→ **EXERCISE DATA**
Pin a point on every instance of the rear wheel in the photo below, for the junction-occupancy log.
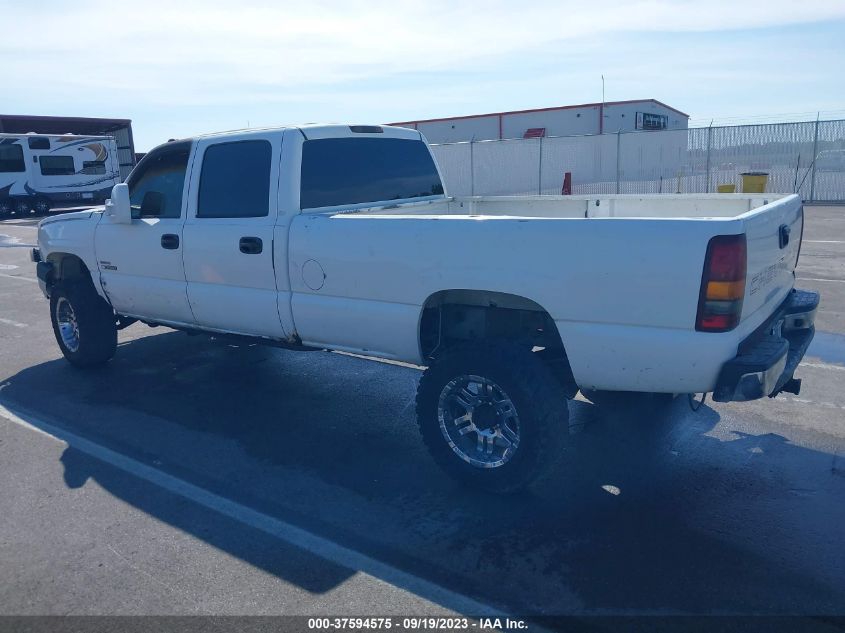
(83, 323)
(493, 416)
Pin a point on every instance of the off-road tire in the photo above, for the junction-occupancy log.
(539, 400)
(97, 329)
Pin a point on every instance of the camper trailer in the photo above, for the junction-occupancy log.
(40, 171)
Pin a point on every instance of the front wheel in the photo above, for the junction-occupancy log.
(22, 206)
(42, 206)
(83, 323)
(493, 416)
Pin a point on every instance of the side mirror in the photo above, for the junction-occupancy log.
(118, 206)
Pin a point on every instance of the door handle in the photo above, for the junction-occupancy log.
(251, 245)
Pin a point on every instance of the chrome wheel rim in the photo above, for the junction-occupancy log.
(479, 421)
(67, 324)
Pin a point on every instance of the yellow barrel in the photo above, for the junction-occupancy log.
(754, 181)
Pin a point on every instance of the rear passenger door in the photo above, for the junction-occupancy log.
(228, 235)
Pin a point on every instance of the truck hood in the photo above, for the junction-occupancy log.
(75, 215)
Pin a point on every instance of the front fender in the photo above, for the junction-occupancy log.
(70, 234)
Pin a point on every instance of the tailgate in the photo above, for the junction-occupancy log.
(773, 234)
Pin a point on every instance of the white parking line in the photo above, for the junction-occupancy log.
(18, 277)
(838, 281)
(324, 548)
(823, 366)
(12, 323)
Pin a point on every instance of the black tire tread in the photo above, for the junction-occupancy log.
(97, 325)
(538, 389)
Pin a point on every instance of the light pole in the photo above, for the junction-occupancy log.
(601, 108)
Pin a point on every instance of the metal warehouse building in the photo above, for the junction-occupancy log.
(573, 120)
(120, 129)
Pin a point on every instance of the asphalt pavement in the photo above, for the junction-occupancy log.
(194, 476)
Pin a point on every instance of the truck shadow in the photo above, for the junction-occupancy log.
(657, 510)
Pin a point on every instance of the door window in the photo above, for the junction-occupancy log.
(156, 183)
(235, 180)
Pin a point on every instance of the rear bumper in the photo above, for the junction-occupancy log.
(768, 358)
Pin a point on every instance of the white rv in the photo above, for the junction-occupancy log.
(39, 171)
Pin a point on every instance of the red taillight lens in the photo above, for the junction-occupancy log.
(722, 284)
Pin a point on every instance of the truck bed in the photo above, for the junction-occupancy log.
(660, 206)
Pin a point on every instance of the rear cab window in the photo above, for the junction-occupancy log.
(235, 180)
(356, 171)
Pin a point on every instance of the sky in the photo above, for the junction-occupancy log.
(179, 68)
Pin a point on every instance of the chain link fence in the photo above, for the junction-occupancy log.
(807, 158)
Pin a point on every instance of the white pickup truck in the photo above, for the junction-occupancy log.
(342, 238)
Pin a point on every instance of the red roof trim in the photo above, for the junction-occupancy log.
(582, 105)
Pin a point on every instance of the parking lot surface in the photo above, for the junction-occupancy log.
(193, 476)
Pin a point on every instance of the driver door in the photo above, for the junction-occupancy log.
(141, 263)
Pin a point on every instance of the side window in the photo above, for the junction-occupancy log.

→ **TASK STATEMENT**
All records should be output exactly, with the pictures left out.

→ **TASK SOLUTION**
Pin a point on every instance of the rear wheel in the photo below, for the junction-occupancy log.
(83, 323)
(493, 416)
Pin a point on every instance of the off-road tire in the photo above, for the junction-occupancy log.
(539, 400)
(97, 329)
Pin a point on every instance of the camper trailer in the photo above, for the junction-occupancy log.
(40, 171)
Pin a point on every instance of the front wheel in the photo above, for the junction-occupancy log.
(22, 206)
(42, 206)
(83, 323)
(493, 416)
Pin a point on every instance of the side mirror in the photo above, for the junction-occupancy log.
(118, 206)
Pin a point on every instance of the door handle in the photo above, for the junction-occupancy log.
(251, 245)
Pin a point on every instance of the chrome wheel rim in the photo above, for the junction-occupancy log.
(479, 421)
(67, 324)
Pin a point on every instance of the yellow barrel in the photo above, for the junction-occupancy log.
(754, 181)
Pin a point on every instance of the rear passenger door in the photo above, for the junction-occupancy log.
(228, 235)
Pin a point on every instance of the truck hood in the photo above, for the junction-occupancy log.
(75, 215)
Pin a point on every instance of the front fender in the photo above, for the junction-occupancy log.
(70, 234)
Pin a point on every instance of the tailgate in the photo above, for the junction-occupancy log.
(773, 234)
Pin a point on every instance of the white parking line in the photo above, for the junction-occupancy log.
(18, 277)
(838, 281)
(324, 548)
(823, 366)
(12, 323)
Pin a point on every instance of the black tire tread in the photo above, for the junction-occupancy log.
(97, 325)
(538, 389)
Pin a point on every instance of the light pole in the photo above, for the junction-occupancy log.
(601, 108)
Pin a point on every instance of the metal warehouse building in the photo above, for the junction-occupancy log.
(573, 120)
(120, 129)
Pin a point on every instance of the asphalt pavement in the photo above, for the junction-occupancy log.
(194, 476)
Pin a point on every instance of the truck shadow in the photo above, for the junction-occupancy log.
(657, 510)
Pin a point on every instance of the door window in the photo above, for the junction-occupancy log.
(156, 183)
(235, 180)
Pin a point on every instance of the rear bumper in the photo above, for the junction-occupancy log.
(768, 358)
Pin a point on every instance of the white rv in the photo above, for the junction-occupancy log.
(39, 171)
Pin a point on every instance of the red taillight lens in the photo above, for the junction-occupancy log.
(722, 284)
Pin a point on every instance of the truck bed in the photo above, for the junction-occupancy log.
(660, 206)
Pin a point on every instance of the rear cab window in the photo above, for the junction-occupancy log.
(235, 180)
(356, 171)
Pin a point on every instance of the sky in the photo above, for the junction-occupancy log.
(179, 68)
Pin a point on every instance of the chain link fence in the photo above, for the junction-occupancy log.
(807, 158)
Pin a point on every instance of the white pickup truck in the photo above, for the junction-occupancy log.
(342, 238)
Pin a point on every instance of the red roof trim in the photo above, for the junction-occupancy log.
(582, 105)
Pin a point on every instance of the parking lot surface in the photo above, for the junction-occupancy log.
(193, 476)
Pin a point on every instance of the driver door in the photo above, for the junction-occupancy log.
(141, 263)
Pin a point on every instance of the side window in the photo above, for the junction-occupancy log.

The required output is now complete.